• Data supplied:

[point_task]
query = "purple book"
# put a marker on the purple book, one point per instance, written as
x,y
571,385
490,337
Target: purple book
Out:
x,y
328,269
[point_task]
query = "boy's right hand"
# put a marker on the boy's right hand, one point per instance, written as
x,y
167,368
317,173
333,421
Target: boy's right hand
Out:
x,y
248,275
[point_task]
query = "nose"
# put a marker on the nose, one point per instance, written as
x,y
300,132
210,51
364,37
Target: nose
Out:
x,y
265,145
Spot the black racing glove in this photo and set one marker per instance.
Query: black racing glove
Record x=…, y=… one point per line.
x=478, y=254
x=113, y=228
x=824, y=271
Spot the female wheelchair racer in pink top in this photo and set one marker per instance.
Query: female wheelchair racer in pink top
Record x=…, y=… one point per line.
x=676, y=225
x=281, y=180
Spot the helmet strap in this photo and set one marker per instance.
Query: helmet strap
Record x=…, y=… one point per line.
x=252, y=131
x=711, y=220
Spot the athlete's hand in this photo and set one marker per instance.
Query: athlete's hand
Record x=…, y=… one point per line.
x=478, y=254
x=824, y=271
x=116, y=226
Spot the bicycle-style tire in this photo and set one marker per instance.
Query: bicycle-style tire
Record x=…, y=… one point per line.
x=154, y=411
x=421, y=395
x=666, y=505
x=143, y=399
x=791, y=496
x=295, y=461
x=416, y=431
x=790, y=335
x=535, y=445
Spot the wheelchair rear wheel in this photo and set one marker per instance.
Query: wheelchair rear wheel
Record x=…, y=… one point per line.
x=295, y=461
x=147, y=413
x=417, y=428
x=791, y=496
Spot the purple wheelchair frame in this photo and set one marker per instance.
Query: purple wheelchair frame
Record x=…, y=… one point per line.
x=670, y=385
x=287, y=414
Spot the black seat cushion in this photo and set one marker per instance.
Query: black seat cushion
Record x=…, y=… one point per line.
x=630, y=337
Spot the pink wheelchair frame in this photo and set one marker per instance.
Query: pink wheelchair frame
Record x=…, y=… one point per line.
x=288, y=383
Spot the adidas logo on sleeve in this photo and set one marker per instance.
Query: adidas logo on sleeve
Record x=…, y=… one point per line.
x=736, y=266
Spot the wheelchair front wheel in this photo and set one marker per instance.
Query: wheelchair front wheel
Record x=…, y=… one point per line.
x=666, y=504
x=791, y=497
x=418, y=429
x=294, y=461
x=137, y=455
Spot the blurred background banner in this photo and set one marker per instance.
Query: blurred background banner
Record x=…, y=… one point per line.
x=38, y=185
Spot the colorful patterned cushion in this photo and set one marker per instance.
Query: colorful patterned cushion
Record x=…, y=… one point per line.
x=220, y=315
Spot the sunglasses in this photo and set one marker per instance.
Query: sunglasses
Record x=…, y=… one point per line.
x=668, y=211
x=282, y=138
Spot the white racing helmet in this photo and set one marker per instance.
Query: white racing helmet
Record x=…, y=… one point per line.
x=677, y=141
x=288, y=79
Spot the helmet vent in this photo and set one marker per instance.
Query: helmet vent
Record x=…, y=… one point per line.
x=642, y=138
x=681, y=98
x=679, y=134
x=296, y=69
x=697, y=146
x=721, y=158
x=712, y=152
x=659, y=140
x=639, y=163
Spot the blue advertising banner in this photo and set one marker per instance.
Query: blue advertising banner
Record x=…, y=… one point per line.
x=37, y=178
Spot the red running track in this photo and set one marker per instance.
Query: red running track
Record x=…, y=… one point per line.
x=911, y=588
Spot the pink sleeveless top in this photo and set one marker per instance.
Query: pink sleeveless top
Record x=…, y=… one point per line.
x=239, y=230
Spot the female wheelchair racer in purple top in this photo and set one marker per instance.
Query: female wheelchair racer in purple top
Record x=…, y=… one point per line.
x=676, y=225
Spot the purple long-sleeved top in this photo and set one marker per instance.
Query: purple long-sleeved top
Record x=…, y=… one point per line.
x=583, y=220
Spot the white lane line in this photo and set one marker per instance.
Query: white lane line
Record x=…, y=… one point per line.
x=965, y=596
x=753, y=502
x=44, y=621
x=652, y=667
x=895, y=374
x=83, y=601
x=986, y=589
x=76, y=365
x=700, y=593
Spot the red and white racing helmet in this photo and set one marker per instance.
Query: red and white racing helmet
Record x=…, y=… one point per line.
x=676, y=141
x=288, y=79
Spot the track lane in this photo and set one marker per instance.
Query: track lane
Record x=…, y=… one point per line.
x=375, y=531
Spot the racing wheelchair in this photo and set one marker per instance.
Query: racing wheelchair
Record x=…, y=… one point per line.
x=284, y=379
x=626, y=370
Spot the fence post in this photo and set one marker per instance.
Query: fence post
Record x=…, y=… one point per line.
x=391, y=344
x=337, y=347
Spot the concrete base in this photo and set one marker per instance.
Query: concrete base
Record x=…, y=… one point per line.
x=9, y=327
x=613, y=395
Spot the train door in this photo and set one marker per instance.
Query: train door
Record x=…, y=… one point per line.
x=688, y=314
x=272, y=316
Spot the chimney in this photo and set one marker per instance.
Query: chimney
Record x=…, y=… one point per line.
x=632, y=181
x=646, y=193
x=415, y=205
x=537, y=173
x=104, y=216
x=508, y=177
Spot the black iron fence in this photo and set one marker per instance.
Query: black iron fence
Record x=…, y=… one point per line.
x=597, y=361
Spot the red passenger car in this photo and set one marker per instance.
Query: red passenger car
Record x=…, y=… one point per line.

• Aim: Repeat the listing above without any change.

• Solution to this problem:
[point_task]
query = "purple book"
# put a marker on the purple book, one point per instance, written as
x,y
571,385
490,337
Target: purple book
Out:
x,y
328,269
[point_task]
query = "boy's right hand"
# put a marker on the boy's right hand, one point per instance, written as
x,y
167,368
317,173
333,421
Target: boy's right hand
Out:
x,y
248,275
[point_task]
query = "nose"
# put a marker on the nose, one point per instance, written as
x,y
300,132
210,51
364,37
Target: nose
Out:
x,y
265,145
Spot the black racing glove in this photo and set one marker per instance.
Query: black racing glove
Record x=…, y=… one point per line.
x=478, y=254
x=113, y=228
x=824, y=271
Spot the female wheelchair racer in pink top in this photo and set one marker per instance.
Query: female wheelchair racer in pink top
Record x=…, y=… one point per line.
x=676, y=225
x=281, y=180
Spot the helmet strap in this photo and set one marker per instance.
Query: helmet strap
Record x=…, y=… one point per line.
x=252, y=131
x=711, y=220
Spot the athlete's hand in this photo and set one marker per instance.
Query: athlete's hand
Record x=…, y=… one point per line.
x=478, y=254
x=824, y=271
x=116, y=226
Spot the bicycle-style tire in this photo and set one marker per instance.
Query: bicycle-style tire
Record x=…, y=… one point per line.
x=154, y=411
x=421, y=395
x=666, y=505
x=143, y=399
x=791, y=496
x=295, y=461
x=416, y=431
x=790, y=335
x=535, y=445
Spot the wheelchair rear wheel in this photo and set one marker per instance.
Query: wheelchair rear wheel
Record x=…, y=… one point per line.
x=295, y=461
x=147, y=413
x=417, y=428
x=791, y=496
Spot the purple wheelchair frame in this photo and set one marker per instance.
Query: purple wheelchair frame
Record x=…, y=… one point per line.
x=670, y=385
x=287, y=414
Spot the black seat cushion in this photo and set one marker per instance.
Query: black seat cushion
Record x=…, y=… one point per line.
x=630, y=337
Spot the pink wheelchair frame in this photo and set one marker per instance.
Query: pink wheelchair frame
Record x=…, y=… one point per line.
x=288, y=383
Spot the adidas logo on sleeve in this photo and set one marker per instance.
Query: adidas logo on sleeve
Record x=…, y=… one point per line.
x=736, y=266
Spot the wheelchair front wheel in this photo and set one marker per instance.
Query: wheelchair front wheel
Record x=…, y=… one point per line.
x=666, y=504
x=791, y=497
x=418, y=429
x=294, y=461
x=137, y=455
Spot the blurred background banner in this photo and set one marker per instance.
Query: blurred background banner
Record x=…, y=… one point per line.
x=38, y=185
Spot the colorful patterned cushion in this photo and set one marker per instance.
Query: colorful patterned cushion
Record x=…, y=… one point per line.
x=220, y=315
Spot the sunglasses in this photo and set one marker per instance.
Query: sunglasses
Record x=…, y=… one point per line.
x=668, y=211
x=282, y=138
Spot the white racing helmet in this photo and set one marker per instance.
Query: white racing helmet
Record x=…, y=… one point per line.
x=677, y=141
x=288, y=79
Spot the helmet vent in this photo and set one marker per instance.
Query: helmet vent
Record x=…, y=… one point per line.
x=642, y=138
x=681, y=98
x=679, y=134
x=296, y=69
x=697, y=146
x=721, y=158
x=712, y=152
x=659, y=140
x=639, y=163
Spot the blue advertising banner in this photo and set one marker per instance.
Query: blue advertising banner
Record x=…, y=… one point per line.
x=37, y=178
Spot the red running track in this photo and set one marker per instance.
Query: red running track
Record x=…, y=… one point per line.
x=911, y=588
Spot the pink sleeveless top in this photo and set one marker per instance.
Query: pink sleeveless top
Record x=…, y=… one point per line.
x=239, y=230
Spot the female wheelchair racer in purple top in this photo and set one marker per instance.
Query: female wheelchair racer in purple top
Record x=…, y=… one point per line.
x=676, y=225
Spot the purple long-sleeved top in this photo and set one marker per instance.
Query: purple long-sleeved top
Record x=…, y=… one point per line.
x=583, y=220
Spot the white lane line in this photo and set one marker per instance.
Query: white lane line
Record x=…, y=… one point per line.
x=965, y=596
x=753, y=502
x=44, y=621
x=652, y=667
x=895, y=374
x=83, y=601
x=986, y=589
x=76, y=365
x=700, y=593
Spot the red and white racing helmet in this photo and set one marker per instance.
Query: red and white racing helmet
Record x=…, y=… one point per line.
x=676, y=141
x=288, y=79
Spot the track lane in this photo and set one marker per instance.
Query: track lane
Record x=…, y=… one point per line.
x=375, y=531
Spot the racing wheelchair in this photo and set one marker per instance.
Query: racing wheelchair
Record x=…, y=… one point per line.
x=284, y=379
x=626, y=370
Spot the fence post in this photo and set one marker per instance.
Query: fence post
Record x=…, y=… one point per line.
x=391, y=344
x=337, y=347
Spot the concrete base in this photo and set one marker per instance.
Query: concrete base
Record x=…, y=… one point per line.
x=9, y=327
x=613, y=395
Spot the train door in this photo and set one marker per instance.
Query: train door
Record x=…, y=… one point per line.
x=688, y=314
x=272, y=316
Spot the chimney in this photo and set one marker per instance.
Query: chimney
Record x=…, y=… one point per line.
x=632, y=181
x=646, y=193
x=415, y=205
x=537, y=173
x=104, y=216
x=508, y=177
Spot the black iron fence in this photo and set one marker per instance.
Query: black iron fence
Record x=…, y=… one point per line.
x=597, y=361
Spot the red passenger car in this photo and set one marker per instance.
Query: red passenger car
Record x=…, y=… one point per line.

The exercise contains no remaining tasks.